*** Opening Provided material ***
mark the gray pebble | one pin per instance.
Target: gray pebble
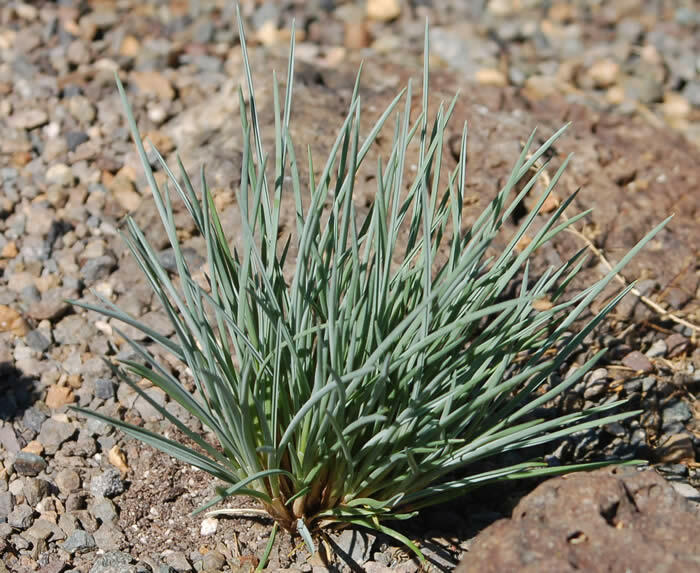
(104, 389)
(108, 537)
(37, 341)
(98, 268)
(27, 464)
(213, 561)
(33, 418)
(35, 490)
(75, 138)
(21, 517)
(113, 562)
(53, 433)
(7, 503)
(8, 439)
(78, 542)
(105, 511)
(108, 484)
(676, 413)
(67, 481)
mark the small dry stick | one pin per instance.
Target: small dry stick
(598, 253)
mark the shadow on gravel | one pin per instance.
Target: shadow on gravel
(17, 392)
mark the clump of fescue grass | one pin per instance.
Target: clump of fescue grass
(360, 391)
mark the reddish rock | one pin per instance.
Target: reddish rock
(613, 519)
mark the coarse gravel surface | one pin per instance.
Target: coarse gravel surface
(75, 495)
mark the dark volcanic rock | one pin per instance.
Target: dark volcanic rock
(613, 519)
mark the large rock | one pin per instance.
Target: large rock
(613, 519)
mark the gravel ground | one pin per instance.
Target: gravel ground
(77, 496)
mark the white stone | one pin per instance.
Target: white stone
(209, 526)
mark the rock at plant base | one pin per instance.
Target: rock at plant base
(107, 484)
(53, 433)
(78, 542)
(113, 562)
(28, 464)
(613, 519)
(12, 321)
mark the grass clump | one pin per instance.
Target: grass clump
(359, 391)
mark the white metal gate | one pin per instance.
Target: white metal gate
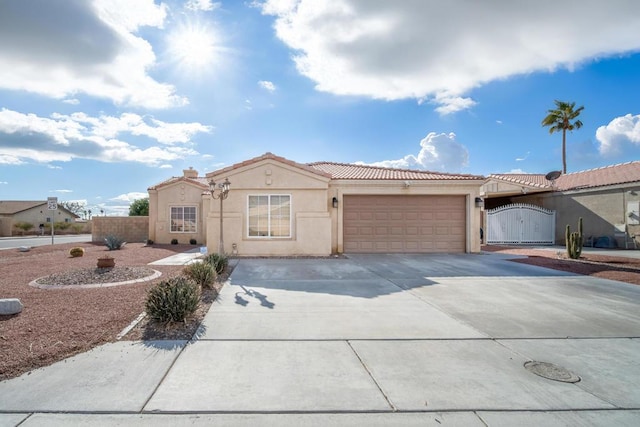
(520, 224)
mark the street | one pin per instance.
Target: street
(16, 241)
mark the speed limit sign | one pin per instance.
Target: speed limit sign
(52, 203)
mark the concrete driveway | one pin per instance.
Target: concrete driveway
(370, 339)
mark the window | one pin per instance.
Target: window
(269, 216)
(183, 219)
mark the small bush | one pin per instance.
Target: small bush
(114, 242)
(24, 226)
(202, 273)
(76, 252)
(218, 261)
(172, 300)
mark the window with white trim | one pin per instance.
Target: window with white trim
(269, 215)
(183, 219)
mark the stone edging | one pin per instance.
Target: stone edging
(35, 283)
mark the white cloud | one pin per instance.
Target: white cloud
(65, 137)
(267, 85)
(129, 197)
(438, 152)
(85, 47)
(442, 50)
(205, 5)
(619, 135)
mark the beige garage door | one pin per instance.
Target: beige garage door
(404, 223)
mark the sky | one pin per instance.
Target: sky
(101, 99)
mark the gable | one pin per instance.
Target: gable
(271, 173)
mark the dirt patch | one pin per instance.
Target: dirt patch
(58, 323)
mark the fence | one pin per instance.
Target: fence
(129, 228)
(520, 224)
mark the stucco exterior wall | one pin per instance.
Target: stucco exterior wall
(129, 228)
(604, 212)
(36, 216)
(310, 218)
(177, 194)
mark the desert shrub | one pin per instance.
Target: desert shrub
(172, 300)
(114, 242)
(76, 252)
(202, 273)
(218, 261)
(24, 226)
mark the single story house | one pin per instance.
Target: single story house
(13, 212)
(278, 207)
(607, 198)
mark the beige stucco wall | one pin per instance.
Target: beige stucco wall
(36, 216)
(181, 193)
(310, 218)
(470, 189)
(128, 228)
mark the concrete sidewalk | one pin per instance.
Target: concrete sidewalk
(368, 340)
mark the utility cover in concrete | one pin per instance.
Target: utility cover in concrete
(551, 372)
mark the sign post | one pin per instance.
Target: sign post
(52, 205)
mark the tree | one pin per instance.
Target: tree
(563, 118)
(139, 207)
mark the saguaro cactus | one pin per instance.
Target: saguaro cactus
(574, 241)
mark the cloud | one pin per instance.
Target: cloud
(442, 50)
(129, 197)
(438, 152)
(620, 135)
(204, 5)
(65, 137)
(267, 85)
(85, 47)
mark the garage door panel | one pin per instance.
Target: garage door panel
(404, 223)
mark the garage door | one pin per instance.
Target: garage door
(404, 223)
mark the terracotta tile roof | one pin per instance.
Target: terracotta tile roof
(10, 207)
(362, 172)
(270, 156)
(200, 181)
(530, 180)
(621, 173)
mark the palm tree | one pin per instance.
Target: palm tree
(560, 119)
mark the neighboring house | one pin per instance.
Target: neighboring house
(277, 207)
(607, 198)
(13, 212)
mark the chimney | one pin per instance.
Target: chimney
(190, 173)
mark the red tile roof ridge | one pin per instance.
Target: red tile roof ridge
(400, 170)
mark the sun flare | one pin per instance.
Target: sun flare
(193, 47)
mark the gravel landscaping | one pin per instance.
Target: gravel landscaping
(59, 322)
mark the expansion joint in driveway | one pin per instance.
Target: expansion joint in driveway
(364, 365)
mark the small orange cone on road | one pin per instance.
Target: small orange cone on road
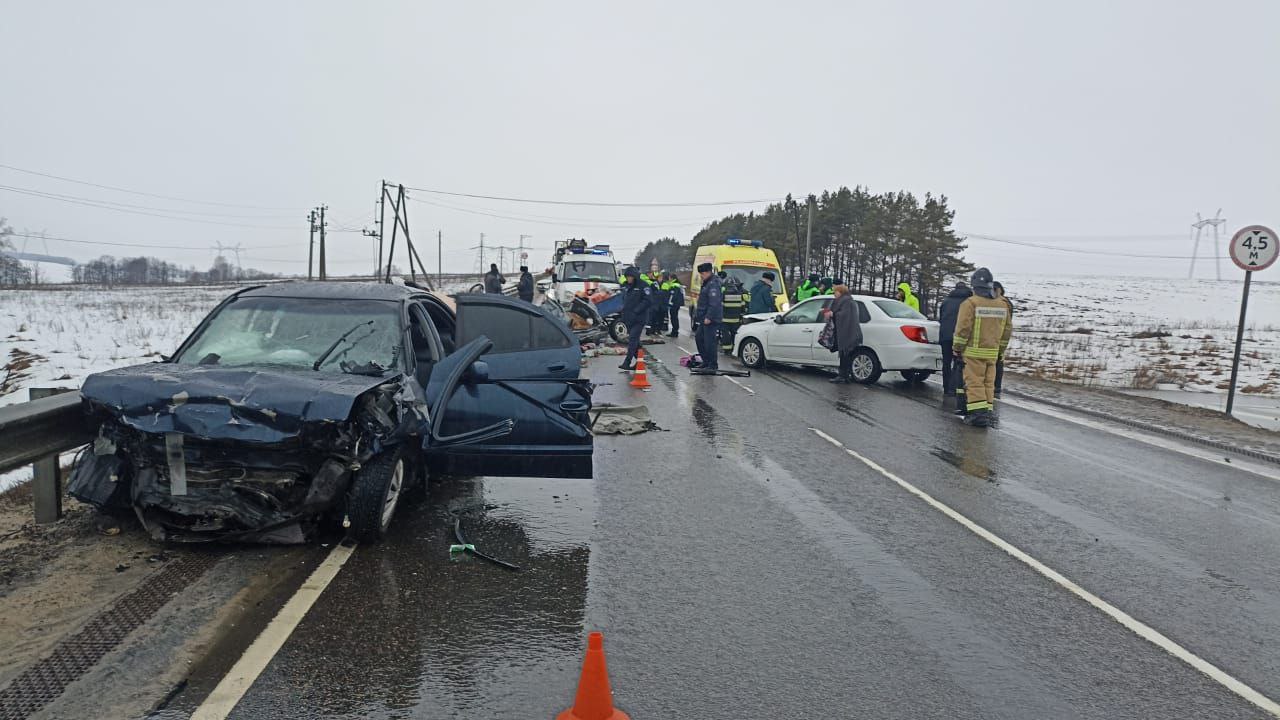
*** Closing Provided material ***
• Exercise instructions: Above this task is a listing. Restate, word for word and with nothing added, the lines from the one with "Target: single story house" through the one with "mark the concrete sidewalk".

• Expected answer:
Target: single story house
(13, 212)
(278, 207)
(607, 198)
mark the beige stucco wall | one pin per instance.
Target: beige stucco wall
(36, 216)
(181, 193)
(310, 218)
(470, 189)
(128, 228)
mark the concrete sidewalk | one pin per instance.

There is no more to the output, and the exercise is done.